Этот скрупулезно выполненный старательным миниатюристом вид внутренних покоев госпожи Дзёрури повторяется на первых шести свитках как минимум двадцать пять раз подряд из-за того, что сцены сменяют друг друга, словно кадры в фильме, очень медленно. Несомненно, зритель будет просто ошеломлен этой пугающе навязчивой идеей украшательства (ил. 7). Хиросуэ Тамоцу (1919–1993) дал подходящее определение этим эмаки: «пышные, но при этом грубые» [см.: Хиросуэ Тамоцу. Мо хитоцу-но нихон би (Другая красота Японии) // Бидзюцу сэнсё (Серия книг по искусству). Токио: Бидзюцу сюппанся, 1965].
Ко второй половине ширма меняет свой облик, как будто при помощи динамических трансформаций может отыскаться выход из положения. В частности, на девятом, десятом и одиннадцатом свитках обнаруживается любопытный эффект, порожденный таким замыслом. На девятом свитке в сцене, где родовые сокровища Усиваки превращаются в гигантских змей, юношей или птиц, сперва перед зрителем предстают в панике суетящийся рыбак и его семья, деревья, склонившиеся под сильным ветром, рыболовная сеть, вывернутая буквой S, и вместе с этим возникает предчувствие, что сейчас появится что-то необычное. И в этот момент неожиданно возникают не огромные змеи, а два мистических дракона. У одного туловище черное, у другого – белоснежное, у обоих при этом багровое брюхо и вид совершенно ядовитый. На десятом свитке в той же сцене, где госпожа Дзёрури спасается от грозы, без смены сценических декораций появляется бог грома, который напоминает членистоногое, отрастившее золотую щетину (ил. 8). На одиннадцатом свитке образ огромного тэнгу-ворона, который возвращает девушку домой, также фантастичен.

◆ ЗАДАНИЯ ◆
1. Дословно повторите из отрывка кусок, который начинается со слов «Этот скрупулезно выполненный» и заканчивается словами «Бидзюцу сюппанся, 1965].».
2. Перечислите по отрывку всё, во что на девятом свитке превращаются родовые сокровища Усиваки.

◆ СОСТАВ НАБОРА ДАННЫХ ◆
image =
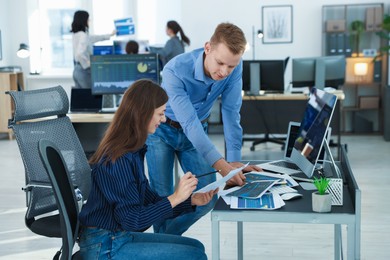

◆ ОТВЕТЫ К ЗАДАНИЯМ ◆
1.
Этот скрупулезно выполненный старательным миниатюристом вид внутренних покоев госпожи Дзёрури повторяется на первых шести свитках как минимум двадцать пять раз подряд из-за того, что сцены сменяют друг друга, словно кадры в фильме, очень медленно. Несомненно, зритель будет просто ошеломлен этой пугающе навязчивой идеей украшательства (ил. 7). Хиросуэ Тамоцу (1919–1993) дал подходящее определение этим эмаки: «пышные, но при этом грубые» [см.: Хиросуэ Тамоцу. Мо хитоцу-но нихон би (Другая красота Японии) // Бидзюцу сэнсё (Серия книг по искусству). Токио: Бидзюцу сюппанся, 1965].

2. Гигантские змеи, юноши, птицы.